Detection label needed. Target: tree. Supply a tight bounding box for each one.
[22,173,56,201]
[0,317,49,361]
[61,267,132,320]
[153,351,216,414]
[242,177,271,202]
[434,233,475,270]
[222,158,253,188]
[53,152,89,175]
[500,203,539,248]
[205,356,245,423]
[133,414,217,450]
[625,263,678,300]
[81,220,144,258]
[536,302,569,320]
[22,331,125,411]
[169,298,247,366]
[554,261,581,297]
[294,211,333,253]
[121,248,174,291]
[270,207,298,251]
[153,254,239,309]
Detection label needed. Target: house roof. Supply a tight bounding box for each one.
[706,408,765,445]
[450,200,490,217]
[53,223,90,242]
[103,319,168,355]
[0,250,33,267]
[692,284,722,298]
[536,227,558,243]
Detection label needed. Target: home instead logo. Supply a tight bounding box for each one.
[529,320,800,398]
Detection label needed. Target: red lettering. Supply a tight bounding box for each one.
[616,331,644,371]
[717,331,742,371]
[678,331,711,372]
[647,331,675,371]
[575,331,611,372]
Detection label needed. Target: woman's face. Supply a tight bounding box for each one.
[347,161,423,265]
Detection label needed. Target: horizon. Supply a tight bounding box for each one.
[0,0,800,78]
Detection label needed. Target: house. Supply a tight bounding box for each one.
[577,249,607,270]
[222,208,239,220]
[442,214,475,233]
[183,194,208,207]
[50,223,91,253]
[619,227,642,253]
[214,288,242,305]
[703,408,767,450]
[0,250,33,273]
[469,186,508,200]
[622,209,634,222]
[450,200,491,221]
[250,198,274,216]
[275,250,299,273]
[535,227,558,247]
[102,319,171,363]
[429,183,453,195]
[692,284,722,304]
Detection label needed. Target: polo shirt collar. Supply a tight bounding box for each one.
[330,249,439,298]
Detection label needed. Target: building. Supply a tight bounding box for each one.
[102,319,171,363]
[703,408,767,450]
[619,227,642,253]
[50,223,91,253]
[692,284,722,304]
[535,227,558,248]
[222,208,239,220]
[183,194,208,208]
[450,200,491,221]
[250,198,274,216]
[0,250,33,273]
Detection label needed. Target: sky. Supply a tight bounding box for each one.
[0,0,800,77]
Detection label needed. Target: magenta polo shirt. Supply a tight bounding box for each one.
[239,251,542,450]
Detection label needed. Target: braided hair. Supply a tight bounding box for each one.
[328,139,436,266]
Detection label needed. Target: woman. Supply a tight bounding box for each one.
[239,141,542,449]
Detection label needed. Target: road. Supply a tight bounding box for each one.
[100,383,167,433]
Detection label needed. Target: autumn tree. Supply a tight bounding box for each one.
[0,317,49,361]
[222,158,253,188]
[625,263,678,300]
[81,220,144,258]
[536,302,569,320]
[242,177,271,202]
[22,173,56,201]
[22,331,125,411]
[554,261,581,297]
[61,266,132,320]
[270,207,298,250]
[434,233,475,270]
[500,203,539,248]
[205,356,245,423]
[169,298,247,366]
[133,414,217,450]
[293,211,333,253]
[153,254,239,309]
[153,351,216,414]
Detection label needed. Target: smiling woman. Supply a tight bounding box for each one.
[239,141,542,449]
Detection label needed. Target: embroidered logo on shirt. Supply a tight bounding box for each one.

*Task*. Print word for word the part of the data from the line containing "Detection label needed. Target: braided" through the line containing "[100,383,167,433]", both of those lines included.

*Task solution*.
Detection label needed. Target: braided hair. Supply a tight bounding box for each one.
[328,139,436,266]
Detection label needed. Target: woman. Supply a tight bounding box for each one.
[239,141,542,449]
Detection label needed. Target: road. Supply a tight bounding box for each one.
[100,383,167,433]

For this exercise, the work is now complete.